Stored items from a collection
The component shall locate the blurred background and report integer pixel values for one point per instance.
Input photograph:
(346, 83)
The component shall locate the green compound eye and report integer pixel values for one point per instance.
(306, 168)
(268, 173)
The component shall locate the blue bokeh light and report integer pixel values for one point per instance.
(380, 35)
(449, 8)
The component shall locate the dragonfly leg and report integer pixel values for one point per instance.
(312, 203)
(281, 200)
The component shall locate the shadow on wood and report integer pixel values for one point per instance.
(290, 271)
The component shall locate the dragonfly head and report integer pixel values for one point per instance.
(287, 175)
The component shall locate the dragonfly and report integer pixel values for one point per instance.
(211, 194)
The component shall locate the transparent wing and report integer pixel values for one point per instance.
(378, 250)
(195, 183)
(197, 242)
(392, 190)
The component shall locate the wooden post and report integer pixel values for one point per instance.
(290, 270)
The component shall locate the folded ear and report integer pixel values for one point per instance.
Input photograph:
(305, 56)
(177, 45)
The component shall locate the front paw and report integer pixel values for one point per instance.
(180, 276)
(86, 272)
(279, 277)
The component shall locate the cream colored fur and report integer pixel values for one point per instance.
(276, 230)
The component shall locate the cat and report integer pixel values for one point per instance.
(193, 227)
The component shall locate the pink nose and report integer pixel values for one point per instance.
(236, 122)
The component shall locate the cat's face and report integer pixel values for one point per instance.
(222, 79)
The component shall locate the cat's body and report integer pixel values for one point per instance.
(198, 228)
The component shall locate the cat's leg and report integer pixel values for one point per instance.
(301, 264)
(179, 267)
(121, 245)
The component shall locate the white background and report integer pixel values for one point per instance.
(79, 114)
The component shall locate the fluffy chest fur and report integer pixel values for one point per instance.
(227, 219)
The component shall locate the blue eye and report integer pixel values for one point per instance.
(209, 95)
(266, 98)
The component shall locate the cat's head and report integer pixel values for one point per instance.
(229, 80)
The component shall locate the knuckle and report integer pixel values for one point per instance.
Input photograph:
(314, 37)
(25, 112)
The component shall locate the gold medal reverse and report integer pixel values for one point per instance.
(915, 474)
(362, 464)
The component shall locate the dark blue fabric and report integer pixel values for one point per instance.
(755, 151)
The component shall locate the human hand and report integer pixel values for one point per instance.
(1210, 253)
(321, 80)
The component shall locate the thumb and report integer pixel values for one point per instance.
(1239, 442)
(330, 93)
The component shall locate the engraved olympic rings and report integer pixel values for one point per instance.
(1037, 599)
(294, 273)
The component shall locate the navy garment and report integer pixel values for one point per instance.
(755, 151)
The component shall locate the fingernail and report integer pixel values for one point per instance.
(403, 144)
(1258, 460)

_ACTIVITY_
Extract all of the data above and output it character for character.

_OUTPUT FOR THIS TASK_
The component shall locate the blurred background and report integer pixel values for one point per instance.
Input photograph:
(346, 83)
The component shall locate the green compound eye and report integer pixel values for one point per instance.
(306, 168)
(268, 173)
The component shall locate the blue bokeh light and report integer pixel values for one point per instance.
(380, 35)
(449, 8)
The component shall locate the dragonfly leg and report integer pixel values for one point per instance.
(312, 203)
(281, 200)
The component shall locate the shadow on wood and report integer pixel values for one point per instance.
(290, 271)
The component shall locate the dragonfly head and report integer pixel values for one point per instance.
(287, 175)
The component shall locate the dragonfly and report integer pixel values for one point per instance.
(211, 194)
The component shall locate the transparent wing and report integer pixel values for one point per instance.
(378, 250)
(195, 183)
(197, 242)
(392, 190)
The component shall locate the wooden post and report integer pixel values for one point per instance.
(290, 270)
The component shall locate the folded ear and report integer pixel values for one point per instance.
Input photograph:
(305, 56)
(177, 45)
The component shall locate the front paw and report integer pixel values for one point per instance.
(180, 276)
(86, 272)
(279, 277)
The component shall locate the cream colored fur and report integer pixel values for one point per instance.
(276, 230)
The component shall locate the cat and report integer pixel values for one point per instance.
(193, 227)
The component shall locate the pink nose and report integer pixel values for one point per instance.
(236, 122)
The component shall locate the cat's face and report integer pixel values for one point per instance.
(222, 79)
The component shall locate the cat's body and report integer pixel values for one point per instance.
(198, 228)
The component shall locate the cat's leg and report integer pixel values for one point per instance.
(301, 264)
(179, 267)
(121, 245)
The component shall locate the white background and report integer pixel values for one point per instance.
(79, 114)
The component shall locate the fluffy chest fur and report integer pixel values for one point per instance.
(227, 219)
The component shall locate the blue eye and report integer pixel values for one point per instance.
(209, 95)
(266, 98)
The component shall locate the cat's head and report integer pixel values for one point per instance.
(229, 80)
The component shall locate the knuckle and report integer pixel values for one point per instance.
Input photograph:
(314, 37)
(25, 112)
The component shall locate the gold medal reverse and report integer pixel values for one point per instance.
(915, 474)
(362, 464)
The component shall locate the dark blue fabric and report integer pixel values for one point per instance.
(755, 151)
The component shall locate the human hand and report integer pixel values for one point per instance.
(1210, 253)
(321, 80)
The component shall locate the thumb and report integer pixel values for one point per instance.
(1239, 442)
(330, 93)
The component shall locate the engraved olympic rings and report integer pixel values for one point per instance.
(1037, 599)
(294, 273)
The component shall locate the navy garment and report integer pixel values for one point per instance.
(755, 151)
The component shall locate the fingernail and report integer pixel values for one point per instance.
(403, 144)
(1258, 460)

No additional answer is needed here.